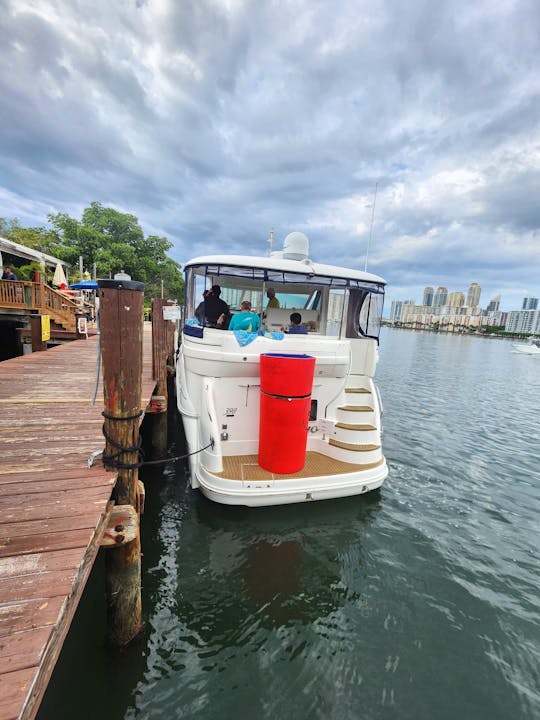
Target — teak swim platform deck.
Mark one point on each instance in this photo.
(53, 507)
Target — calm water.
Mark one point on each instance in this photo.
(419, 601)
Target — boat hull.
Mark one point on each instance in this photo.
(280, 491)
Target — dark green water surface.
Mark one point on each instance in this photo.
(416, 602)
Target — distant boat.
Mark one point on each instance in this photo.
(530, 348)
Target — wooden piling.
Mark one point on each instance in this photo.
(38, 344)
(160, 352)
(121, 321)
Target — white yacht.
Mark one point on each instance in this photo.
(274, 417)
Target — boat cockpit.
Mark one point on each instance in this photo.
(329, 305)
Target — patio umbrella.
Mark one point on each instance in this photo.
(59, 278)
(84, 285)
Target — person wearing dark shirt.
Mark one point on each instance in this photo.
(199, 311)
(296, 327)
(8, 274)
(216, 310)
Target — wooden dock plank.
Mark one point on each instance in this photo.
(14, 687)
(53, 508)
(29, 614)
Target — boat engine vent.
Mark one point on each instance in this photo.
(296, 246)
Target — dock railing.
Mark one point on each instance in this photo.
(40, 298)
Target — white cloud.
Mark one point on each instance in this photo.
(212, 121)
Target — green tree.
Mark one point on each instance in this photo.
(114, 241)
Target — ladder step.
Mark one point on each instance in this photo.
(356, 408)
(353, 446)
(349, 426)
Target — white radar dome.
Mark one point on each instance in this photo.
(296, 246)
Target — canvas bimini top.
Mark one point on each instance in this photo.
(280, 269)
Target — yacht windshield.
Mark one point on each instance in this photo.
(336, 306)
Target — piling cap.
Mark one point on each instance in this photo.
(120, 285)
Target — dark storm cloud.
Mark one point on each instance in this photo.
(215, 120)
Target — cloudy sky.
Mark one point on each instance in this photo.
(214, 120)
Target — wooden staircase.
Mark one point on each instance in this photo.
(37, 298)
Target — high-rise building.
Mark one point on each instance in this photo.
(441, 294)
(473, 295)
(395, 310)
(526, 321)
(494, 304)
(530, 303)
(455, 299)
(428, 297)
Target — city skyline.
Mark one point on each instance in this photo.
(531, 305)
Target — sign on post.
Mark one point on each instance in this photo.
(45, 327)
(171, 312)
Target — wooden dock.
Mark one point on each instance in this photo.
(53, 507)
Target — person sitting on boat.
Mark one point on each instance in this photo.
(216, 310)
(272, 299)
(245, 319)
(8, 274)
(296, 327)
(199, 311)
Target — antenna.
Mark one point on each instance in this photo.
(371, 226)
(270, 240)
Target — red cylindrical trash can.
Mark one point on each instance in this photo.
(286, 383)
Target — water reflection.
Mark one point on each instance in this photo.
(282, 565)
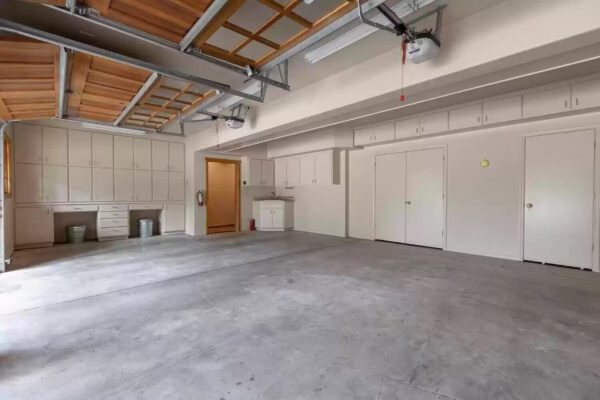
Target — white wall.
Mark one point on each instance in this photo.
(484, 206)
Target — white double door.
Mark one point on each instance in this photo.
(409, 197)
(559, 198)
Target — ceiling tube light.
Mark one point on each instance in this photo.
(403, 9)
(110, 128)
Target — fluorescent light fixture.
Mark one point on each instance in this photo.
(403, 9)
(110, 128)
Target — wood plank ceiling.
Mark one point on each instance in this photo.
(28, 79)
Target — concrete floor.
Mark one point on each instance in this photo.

================================

Task goal: Only lines belong in the copy, not pictures: write out exactly the lines of the records from the first through the one holding "Target — wooden dock.".

Response area:
Target — teak swim platform deck.
Mark one point on each instance in this photo.
(53, 507)
Target — calm water.
Mark one point on each instance in this photo.
(419, 601)
Target — boat hull.
Mark one point on each instance in this photo.
(280, 491)
Target — dark green water surface.
Mark one point on each instance in this photo.
(416, 602)
Target — distant boat.
Mark one point on each instance in this photo.
(530, 348)
Target — wooden piling.
Mark one point on each instance in this photo.
(38, 344)
(160, 352)
(121, 321)
Target — white yacht.
Mark one point on each instance in this photo.
(274, 417)
Target — boat cockpit.
Mark one point on each instance in this photo.
(329, 305)
Target — patio umbrella.
Mark one point on each instance in this photo.
(59, 278)
(84, 285)
Target — person wearing dark shirt.
Mark one point on each instance in this photo.
(199, 311)
(296, 327)
(8, 274)
(216, 310)
Target — wooden dock plank.
Mark one point on each instance in this photo.
(14, 687)
(53, 508)
(29, 614)
Target — boat engine vent.
Mark one point on each instance in this photo.
(296, 246)
Target — dock railing.
Mark one point on each instance in this photo.
(40, 298)
Target — white cloud.
Mark one point on each instance in this photo.
(212, 121)
Target — green tree.
Mark one point on each instance in this photo.
(114, 241)
Target — ladder step.
Mark one point on each instance in this photo.
(356, 408)
(353, 446)
(349, 426)
Target — white radar dome.
Mark one point on each instance in this photo.
(296, 246)
Target — canvas bimini top.
Mark one point on each instance in this photo.
(280, 269)
Target — yacht windshield.
Mark one point on each instance in this photo.
(336, 306)
Target — piling cap.
Mark one point on each instance in this photo.
(120, 285)
Target — dark storm cloud.
Mark one point on each instance in this photo.
(215, 120)
Target — cloudy sky.
Mark one point on each instance in this photo.
(214, 120)
Target — wooden staircase.
Mark one point on each instance in this photo.
(37, 298)
Target — high-rise building.
Mark one point on each instance in this photo.
(441, 294)
(473, 295)
(395, 310)
(526, 321)
(494, 304)
(530, 303)
(455, 299)
(428, 297)
Target — city skyline.
Mark one point on each instance in this photo.
(531, 305)
Target — sign on post.
Mark one point on each instance in this photo.
(45, 327)
(171, 312)
Target — wooden dock.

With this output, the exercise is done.